**What you will do**.
Filter the entries that follow, copying every line in which the word "ceiling" appears.

━━ Data ━━

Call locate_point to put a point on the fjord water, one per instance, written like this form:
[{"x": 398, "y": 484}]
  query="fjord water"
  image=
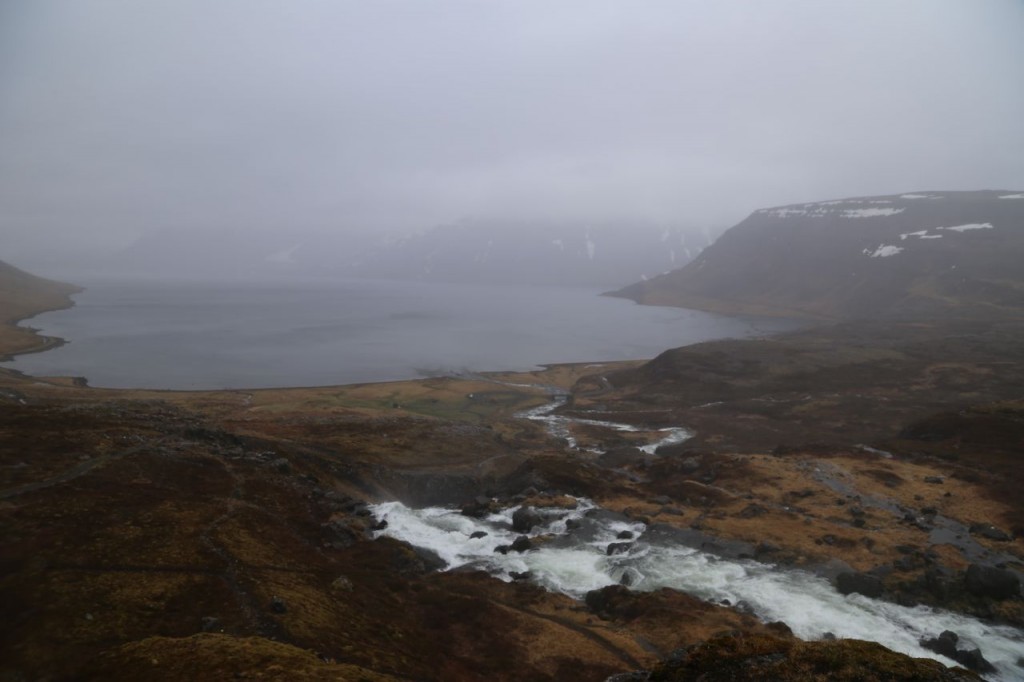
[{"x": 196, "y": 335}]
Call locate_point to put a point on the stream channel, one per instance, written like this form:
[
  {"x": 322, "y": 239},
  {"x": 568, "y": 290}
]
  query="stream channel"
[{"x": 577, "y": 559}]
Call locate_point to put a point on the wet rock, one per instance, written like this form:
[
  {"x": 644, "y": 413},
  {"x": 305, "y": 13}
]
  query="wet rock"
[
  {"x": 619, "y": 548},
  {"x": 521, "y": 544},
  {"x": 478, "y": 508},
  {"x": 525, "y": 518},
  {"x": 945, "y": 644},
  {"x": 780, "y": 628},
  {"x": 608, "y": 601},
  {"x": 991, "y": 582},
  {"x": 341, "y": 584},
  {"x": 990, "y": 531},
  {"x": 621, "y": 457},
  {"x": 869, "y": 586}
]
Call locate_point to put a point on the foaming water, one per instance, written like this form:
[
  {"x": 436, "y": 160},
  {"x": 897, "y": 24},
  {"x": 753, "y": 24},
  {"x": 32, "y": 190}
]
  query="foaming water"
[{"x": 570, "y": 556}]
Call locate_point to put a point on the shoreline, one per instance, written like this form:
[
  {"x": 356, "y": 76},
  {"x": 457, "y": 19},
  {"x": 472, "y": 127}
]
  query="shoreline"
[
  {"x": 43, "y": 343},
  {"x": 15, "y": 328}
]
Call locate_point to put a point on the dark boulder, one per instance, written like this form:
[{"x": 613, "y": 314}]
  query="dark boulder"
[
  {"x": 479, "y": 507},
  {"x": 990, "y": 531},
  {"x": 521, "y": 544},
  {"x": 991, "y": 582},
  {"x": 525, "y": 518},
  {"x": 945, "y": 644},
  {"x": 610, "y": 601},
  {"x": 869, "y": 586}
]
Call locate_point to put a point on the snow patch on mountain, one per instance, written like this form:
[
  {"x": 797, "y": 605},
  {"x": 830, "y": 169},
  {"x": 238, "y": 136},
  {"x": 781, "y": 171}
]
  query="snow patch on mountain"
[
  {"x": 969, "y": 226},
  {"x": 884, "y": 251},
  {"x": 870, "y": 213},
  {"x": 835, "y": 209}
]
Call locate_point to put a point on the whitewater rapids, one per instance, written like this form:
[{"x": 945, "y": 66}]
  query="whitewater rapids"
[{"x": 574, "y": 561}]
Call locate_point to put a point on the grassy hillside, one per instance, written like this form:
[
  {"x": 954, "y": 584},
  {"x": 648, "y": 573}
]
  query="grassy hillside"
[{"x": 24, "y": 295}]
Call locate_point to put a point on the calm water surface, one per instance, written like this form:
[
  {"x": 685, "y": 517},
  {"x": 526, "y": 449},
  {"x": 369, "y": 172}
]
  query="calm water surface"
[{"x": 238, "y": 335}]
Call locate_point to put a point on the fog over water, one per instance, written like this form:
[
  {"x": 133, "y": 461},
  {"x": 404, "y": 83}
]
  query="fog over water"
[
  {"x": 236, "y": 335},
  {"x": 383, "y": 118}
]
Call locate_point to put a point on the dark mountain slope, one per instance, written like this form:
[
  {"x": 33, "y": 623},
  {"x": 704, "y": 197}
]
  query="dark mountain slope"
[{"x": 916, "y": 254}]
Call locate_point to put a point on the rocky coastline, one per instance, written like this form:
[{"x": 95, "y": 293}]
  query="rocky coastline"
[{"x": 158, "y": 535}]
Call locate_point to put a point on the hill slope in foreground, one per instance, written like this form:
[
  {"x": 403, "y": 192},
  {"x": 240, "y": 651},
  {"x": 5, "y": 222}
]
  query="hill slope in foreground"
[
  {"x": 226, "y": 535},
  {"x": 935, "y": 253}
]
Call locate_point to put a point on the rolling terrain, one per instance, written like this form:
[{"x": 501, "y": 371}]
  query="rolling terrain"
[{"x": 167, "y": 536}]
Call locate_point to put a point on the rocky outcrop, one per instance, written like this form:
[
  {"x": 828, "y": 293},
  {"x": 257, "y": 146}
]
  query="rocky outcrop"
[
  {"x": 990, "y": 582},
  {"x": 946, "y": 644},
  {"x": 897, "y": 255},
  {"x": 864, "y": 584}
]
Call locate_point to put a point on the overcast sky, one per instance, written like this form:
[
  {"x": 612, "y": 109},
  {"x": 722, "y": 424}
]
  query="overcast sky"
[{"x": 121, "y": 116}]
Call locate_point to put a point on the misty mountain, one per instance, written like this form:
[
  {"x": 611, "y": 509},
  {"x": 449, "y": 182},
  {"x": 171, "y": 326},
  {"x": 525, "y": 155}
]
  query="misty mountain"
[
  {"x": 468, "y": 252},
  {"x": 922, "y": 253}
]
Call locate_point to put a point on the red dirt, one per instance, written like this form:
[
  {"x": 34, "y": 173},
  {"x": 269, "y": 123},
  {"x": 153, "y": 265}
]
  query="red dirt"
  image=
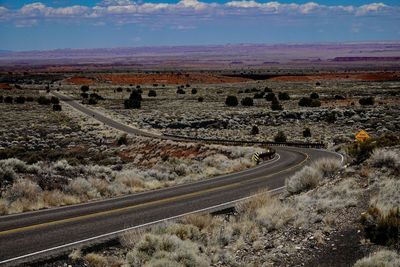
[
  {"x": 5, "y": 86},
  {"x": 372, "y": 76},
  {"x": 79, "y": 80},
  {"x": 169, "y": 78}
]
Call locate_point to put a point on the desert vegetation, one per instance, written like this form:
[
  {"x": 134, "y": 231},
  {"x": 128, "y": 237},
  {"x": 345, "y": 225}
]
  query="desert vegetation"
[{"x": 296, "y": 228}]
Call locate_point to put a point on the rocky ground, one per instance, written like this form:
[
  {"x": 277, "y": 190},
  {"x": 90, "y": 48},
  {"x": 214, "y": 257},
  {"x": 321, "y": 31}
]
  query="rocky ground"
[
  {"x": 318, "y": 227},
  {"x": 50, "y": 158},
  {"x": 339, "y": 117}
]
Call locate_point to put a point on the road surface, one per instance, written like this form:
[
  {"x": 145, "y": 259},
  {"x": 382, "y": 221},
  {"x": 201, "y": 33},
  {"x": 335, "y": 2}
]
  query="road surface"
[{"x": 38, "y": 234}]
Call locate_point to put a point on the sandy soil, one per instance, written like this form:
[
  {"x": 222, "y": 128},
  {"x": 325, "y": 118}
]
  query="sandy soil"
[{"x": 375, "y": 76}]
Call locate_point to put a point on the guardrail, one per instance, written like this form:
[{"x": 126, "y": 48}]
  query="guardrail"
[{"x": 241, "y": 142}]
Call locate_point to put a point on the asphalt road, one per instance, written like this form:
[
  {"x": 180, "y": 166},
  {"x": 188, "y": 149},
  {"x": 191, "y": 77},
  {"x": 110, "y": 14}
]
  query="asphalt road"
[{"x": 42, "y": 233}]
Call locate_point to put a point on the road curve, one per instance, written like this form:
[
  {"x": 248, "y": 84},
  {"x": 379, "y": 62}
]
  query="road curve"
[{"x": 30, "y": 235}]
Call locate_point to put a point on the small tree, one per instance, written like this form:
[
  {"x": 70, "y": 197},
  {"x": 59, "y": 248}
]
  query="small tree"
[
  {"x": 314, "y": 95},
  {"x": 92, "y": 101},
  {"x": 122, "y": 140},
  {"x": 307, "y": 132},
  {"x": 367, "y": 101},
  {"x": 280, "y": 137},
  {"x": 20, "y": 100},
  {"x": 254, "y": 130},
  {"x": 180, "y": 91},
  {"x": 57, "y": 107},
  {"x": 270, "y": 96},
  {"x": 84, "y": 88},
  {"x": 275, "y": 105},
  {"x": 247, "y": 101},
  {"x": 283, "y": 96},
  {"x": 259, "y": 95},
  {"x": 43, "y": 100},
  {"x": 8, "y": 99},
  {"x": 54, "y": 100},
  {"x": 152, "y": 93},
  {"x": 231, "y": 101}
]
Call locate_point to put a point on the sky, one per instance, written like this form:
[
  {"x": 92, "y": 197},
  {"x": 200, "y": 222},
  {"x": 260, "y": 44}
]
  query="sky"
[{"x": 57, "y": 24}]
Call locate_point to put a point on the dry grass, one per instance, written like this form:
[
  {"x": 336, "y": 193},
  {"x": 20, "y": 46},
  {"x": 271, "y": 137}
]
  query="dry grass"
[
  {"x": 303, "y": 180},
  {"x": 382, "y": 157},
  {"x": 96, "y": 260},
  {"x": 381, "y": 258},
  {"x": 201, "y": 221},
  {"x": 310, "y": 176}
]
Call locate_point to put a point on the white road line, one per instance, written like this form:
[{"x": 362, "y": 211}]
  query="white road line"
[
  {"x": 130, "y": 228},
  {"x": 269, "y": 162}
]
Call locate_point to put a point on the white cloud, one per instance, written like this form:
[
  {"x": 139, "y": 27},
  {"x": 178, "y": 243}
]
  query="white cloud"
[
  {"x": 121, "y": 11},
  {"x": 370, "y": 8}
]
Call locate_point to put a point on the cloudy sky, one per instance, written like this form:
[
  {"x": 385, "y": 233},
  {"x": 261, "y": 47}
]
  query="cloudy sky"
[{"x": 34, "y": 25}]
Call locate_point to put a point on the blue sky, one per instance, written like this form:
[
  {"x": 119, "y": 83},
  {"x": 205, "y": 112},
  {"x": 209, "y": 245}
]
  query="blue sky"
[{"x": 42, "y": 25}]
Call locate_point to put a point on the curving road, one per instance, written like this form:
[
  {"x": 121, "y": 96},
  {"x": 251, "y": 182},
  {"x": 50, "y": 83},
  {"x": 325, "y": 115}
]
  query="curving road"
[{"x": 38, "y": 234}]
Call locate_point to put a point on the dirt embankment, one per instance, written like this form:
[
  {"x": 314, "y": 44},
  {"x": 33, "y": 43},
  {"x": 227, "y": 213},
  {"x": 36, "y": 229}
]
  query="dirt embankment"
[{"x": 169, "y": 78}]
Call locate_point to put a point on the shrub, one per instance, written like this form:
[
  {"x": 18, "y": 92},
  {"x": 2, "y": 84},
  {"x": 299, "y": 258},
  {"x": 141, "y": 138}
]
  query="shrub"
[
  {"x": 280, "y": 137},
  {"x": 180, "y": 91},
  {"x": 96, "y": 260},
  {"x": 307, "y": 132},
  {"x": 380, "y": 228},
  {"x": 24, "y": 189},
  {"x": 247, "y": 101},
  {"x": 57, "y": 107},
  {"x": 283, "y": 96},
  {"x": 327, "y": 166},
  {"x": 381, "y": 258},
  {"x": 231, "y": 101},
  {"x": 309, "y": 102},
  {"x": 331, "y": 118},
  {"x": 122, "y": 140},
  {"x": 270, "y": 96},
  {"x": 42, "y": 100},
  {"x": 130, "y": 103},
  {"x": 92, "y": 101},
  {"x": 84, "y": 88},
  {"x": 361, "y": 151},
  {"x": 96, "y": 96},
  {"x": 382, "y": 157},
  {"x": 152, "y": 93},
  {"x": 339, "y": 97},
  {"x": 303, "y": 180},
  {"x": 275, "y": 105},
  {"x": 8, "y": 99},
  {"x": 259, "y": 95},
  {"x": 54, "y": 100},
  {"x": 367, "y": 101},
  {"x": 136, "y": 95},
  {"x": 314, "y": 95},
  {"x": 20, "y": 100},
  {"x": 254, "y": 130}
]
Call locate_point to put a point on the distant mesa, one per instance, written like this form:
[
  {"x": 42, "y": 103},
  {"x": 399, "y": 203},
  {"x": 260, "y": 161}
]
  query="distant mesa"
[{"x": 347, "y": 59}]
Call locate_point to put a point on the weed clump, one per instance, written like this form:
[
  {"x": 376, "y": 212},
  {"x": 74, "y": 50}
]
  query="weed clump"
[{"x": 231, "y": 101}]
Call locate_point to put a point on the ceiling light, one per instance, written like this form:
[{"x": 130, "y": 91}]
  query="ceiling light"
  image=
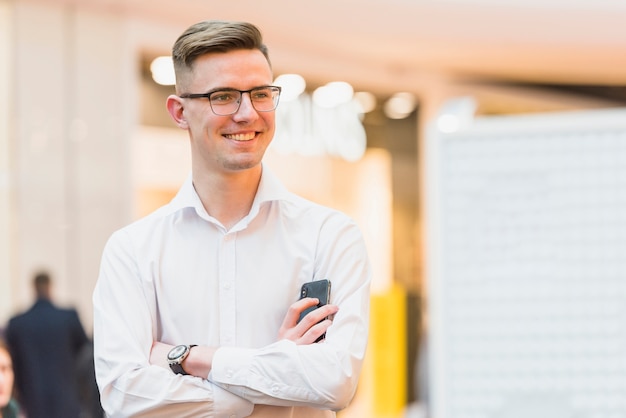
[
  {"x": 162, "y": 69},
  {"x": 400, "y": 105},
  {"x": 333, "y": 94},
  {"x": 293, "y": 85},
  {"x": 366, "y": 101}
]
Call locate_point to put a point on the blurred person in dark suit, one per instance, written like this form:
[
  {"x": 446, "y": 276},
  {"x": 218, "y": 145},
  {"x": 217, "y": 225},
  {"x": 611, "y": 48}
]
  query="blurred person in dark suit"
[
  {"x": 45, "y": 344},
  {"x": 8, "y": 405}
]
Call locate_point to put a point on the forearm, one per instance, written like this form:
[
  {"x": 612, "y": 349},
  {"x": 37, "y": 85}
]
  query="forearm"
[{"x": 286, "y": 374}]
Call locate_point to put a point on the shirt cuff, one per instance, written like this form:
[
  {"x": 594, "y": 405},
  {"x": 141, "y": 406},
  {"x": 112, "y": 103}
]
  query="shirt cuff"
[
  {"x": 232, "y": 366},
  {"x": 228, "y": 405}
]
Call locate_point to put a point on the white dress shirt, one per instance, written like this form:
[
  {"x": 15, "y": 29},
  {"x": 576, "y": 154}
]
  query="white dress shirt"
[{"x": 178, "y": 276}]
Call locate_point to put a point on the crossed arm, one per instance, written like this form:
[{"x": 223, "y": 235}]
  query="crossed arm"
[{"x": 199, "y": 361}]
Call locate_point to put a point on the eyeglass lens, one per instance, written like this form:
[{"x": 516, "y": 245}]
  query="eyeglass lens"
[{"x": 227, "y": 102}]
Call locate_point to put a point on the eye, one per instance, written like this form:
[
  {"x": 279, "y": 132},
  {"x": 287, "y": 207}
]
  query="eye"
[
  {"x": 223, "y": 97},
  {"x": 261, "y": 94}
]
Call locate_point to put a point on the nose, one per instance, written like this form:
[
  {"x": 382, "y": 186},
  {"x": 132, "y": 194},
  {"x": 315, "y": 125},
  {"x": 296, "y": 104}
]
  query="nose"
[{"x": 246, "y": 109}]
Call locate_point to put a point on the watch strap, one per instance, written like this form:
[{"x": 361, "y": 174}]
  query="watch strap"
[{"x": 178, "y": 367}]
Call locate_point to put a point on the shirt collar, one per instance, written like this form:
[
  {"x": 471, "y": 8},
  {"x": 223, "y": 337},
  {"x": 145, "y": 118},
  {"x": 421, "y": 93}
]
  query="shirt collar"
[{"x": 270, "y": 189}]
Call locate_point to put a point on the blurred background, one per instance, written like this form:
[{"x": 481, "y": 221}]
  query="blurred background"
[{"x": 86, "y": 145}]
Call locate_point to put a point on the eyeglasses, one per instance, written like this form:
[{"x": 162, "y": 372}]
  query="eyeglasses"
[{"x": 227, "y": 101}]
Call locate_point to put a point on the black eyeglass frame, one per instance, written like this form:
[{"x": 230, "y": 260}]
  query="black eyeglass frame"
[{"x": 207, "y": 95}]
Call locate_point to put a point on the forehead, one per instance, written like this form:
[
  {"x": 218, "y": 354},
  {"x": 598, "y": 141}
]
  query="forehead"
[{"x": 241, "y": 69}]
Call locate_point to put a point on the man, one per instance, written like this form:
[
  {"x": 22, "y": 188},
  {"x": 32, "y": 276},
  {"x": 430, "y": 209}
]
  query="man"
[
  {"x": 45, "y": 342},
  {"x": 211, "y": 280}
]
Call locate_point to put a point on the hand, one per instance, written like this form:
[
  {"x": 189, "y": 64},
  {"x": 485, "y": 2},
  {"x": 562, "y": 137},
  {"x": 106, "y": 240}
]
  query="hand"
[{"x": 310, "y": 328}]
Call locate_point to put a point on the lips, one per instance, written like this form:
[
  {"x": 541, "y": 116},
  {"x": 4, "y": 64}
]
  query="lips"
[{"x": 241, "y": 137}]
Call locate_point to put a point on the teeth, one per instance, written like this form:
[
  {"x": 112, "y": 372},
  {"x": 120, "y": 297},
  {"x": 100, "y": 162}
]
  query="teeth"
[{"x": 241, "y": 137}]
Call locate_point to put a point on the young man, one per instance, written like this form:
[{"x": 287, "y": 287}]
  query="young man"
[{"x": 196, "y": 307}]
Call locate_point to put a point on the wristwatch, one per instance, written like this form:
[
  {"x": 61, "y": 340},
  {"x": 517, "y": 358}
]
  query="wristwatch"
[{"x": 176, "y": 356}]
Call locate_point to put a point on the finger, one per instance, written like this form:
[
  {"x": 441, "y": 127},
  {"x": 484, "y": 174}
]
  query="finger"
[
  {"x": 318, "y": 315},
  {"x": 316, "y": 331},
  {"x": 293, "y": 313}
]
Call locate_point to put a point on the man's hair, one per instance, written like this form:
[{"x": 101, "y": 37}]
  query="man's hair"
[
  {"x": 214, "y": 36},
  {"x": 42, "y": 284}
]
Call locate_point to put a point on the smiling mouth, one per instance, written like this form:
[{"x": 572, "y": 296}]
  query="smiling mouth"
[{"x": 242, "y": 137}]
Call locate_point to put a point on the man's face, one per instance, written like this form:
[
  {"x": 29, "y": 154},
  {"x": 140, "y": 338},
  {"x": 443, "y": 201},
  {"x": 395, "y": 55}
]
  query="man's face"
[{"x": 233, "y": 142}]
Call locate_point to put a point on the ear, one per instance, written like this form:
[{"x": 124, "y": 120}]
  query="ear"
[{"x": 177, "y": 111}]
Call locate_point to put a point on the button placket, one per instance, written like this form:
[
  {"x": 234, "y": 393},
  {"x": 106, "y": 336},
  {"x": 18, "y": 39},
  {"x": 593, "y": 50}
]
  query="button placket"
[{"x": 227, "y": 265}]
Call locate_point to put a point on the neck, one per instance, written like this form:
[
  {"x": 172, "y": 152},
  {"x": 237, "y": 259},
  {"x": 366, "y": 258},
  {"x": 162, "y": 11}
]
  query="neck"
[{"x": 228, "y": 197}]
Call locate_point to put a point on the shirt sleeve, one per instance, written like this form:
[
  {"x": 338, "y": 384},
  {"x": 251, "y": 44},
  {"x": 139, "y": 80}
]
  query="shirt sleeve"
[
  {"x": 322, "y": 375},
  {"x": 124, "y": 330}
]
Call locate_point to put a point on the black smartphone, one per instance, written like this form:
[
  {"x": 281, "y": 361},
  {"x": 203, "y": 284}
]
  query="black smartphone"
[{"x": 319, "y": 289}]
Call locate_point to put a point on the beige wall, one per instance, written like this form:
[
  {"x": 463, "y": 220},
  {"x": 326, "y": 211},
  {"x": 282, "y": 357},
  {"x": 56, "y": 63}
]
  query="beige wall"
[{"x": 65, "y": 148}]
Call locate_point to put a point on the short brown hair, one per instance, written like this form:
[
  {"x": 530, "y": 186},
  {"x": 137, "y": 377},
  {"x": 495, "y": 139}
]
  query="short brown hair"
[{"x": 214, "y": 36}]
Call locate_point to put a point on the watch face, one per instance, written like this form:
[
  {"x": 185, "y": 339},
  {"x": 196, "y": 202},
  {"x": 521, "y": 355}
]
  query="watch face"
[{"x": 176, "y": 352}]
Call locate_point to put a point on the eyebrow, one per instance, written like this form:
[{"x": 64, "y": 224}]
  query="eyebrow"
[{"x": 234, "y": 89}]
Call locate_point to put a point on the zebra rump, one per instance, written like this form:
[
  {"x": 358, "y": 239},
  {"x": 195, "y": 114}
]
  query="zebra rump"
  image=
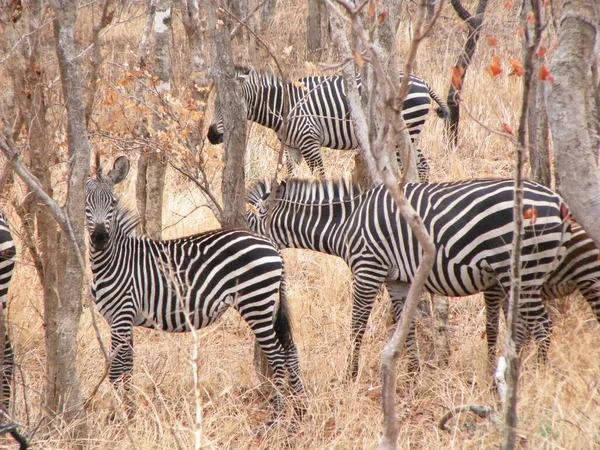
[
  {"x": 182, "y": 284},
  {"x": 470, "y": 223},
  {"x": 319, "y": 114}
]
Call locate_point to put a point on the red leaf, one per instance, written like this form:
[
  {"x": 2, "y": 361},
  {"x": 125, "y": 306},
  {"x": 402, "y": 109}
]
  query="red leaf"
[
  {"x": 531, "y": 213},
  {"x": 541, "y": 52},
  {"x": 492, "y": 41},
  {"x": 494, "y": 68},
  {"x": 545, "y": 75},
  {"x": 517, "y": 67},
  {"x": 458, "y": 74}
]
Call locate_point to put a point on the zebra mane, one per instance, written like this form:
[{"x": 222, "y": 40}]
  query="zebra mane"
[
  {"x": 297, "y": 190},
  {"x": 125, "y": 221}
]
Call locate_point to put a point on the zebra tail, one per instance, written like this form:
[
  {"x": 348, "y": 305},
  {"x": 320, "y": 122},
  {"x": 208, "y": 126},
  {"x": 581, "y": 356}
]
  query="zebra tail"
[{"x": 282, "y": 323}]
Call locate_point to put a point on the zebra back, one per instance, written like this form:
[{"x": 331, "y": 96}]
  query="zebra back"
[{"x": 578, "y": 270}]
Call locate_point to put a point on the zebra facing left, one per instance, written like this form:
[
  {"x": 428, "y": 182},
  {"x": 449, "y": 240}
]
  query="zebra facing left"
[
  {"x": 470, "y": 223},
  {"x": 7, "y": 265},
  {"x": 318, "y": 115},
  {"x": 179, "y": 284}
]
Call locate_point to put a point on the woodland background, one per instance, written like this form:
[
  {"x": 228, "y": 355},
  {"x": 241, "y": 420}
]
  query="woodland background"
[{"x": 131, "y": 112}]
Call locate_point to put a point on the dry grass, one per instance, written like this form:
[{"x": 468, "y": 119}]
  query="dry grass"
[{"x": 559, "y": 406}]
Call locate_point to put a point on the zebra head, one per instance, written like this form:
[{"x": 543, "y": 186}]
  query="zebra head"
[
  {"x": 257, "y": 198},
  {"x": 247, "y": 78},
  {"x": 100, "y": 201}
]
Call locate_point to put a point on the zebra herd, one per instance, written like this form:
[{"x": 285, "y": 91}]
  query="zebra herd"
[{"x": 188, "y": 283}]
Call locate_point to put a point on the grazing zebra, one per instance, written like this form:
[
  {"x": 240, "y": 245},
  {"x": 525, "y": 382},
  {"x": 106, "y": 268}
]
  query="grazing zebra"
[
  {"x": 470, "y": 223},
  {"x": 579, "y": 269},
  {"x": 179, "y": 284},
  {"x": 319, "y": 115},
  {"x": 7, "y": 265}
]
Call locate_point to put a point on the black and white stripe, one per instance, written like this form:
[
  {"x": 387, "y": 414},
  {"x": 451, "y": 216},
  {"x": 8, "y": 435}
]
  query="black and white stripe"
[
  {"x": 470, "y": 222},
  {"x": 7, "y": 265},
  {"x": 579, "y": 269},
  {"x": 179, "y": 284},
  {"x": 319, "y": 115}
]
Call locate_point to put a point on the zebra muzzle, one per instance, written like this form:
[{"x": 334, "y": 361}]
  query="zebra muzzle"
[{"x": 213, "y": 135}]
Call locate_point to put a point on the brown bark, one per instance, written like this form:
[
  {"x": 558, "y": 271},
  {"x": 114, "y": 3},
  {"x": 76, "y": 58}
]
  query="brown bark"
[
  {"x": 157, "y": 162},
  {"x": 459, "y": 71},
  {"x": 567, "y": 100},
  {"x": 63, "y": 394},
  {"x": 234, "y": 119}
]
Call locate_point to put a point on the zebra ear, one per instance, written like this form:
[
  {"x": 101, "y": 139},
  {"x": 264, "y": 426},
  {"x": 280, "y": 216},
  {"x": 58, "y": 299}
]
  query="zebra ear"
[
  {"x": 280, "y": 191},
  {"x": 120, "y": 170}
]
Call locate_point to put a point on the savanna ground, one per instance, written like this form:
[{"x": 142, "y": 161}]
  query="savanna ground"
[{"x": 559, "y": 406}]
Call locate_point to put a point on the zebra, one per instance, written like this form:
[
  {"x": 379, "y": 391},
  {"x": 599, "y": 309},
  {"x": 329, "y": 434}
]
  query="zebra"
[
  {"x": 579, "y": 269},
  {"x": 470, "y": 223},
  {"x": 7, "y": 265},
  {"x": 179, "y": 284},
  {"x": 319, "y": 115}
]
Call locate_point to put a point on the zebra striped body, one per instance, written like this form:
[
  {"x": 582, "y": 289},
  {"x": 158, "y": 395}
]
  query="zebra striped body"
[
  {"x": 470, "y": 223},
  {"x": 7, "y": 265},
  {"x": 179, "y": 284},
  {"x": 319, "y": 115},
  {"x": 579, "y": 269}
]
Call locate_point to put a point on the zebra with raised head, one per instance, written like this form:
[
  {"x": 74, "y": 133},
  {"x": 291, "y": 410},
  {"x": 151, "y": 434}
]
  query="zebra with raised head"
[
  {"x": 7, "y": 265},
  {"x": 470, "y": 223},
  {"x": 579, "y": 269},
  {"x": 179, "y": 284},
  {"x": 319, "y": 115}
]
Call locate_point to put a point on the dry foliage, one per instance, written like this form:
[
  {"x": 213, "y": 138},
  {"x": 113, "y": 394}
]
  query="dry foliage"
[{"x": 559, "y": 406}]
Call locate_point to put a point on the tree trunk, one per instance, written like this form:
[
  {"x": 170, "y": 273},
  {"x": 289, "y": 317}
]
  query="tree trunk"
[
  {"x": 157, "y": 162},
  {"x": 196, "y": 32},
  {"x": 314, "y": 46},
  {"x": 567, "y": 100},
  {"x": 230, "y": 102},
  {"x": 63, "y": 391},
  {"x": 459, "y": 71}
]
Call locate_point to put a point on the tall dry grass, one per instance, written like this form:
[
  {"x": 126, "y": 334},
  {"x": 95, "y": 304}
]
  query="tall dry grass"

━━━

**Output for this exercise**.
Call locate_point to put a point on the ceiling light, one per instance, written like this form:
  query="ceiling light"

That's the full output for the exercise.